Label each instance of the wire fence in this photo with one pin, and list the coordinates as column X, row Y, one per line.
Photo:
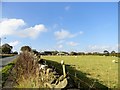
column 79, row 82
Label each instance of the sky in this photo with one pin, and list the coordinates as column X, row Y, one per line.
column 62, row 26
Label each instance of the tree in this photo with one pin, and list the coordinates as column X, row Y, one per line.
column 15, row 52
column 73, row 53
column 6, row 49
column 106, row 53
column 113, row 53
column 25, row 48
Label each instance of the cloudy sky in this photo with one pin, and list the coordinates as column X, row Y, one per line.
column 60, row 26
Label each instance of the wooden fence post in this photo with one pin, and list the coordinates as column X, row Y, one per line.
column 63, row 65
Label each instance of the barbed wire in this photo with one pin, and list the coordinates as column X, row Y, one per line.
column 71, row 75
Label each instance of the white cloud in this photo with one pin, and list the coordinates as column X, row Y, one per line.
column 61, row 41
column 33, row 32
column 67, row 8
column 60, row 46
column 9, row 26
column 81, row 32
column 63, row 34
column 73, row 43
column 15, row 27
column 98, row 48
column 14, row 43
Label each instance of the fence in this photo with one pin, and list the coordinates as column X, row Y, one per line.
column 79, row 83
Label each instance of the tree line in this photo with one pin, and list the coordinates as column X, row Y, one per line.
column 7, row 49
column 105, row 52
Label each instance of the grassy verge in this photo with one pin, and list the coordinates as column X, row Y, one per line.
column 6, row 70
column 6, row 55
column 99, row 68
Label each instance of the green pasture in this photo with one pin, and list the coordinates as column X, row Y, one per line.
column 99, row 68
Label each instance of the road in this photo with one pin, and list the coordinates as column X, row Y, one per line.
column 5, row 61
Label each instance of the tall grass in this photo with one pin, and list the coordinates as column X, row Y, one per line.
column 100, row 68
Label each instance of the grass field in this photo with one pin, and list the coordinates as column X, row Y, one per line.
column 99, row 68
※
- _Problem statement_
Rewrite every line above with "dot" substituted for each "pin", changing nothing else. Omit the pictures.

- _Reply_
Label each instance of the wire fence in this photo with one dot, and list the coordinates as column X, row Y, one per line.
Photo:
column 79, row 82
Label each instance of the sky in this photo with one dot, and list the coordinates as column X, row Y, one per line.
column 62, row 26
Label each instance of the tree in this photo with one dot, and list the coordinates as column X, row Y, one per line.
column 15, row 52
column 73, row 53
column 6, row 49
column 106, row 53
column 113, row 53
column 25, row 48
Label each instance of the cloudy sky in this photo with one dot, and list the coordinates as column X, row Y, one per line.
column 60, row 26
Label each instance of the wooden fence post in this photo with one dot, and list the coordinates as column X, row Y, one per line.
column 63, row 65
Label each instance of the barbed wire in this photo with one dot, and list the coordinates as column X, row Y, one per line.
column 71, row 75
Label each instance of the white cloud in this photo with one dot, and list the coordinates as column X, row Y, one per line.
column 61, row 41
column 33, row 32
column 67, row 8
column 60, row 46
column 9, row 26
column 81, row 32
column 63, row 34
column 73, row 43
column 15, row 27
column 98, row 48
column 14, row 43
Label each instance of the fence in this photo with one dot, and list the coordinates as column X, row Y, one per line.
column 79, row 83
Label each instance of the tree line in this photo with one dot, and list the coordinates as column X, row Y, one per line.
column 7, row 49
column 105, row 52
Label each instance of the grassy verge in this photo with one dot, and list the coordinates as column X, row Y, one per line.
column 6, row 70
column 6, row 55
column 99, row 68
Label each instance of the green pasture in this photo with one dot, and list the coordinates as column X, row Y, one per line.
column 99, row 68
Label each instance of the road in this photo with one dot, and list the coordinates as column X, row Y, one per line.
column 5, row 61
Label each instance of the tall grass in this photo with one dot, and list the coordinates as column X, row Y, one per line.
column 100, row 68
Label each instance of the grass field in this photo with one dot, and list the coordinates as column X, row Y, one per line.
column 99, row 68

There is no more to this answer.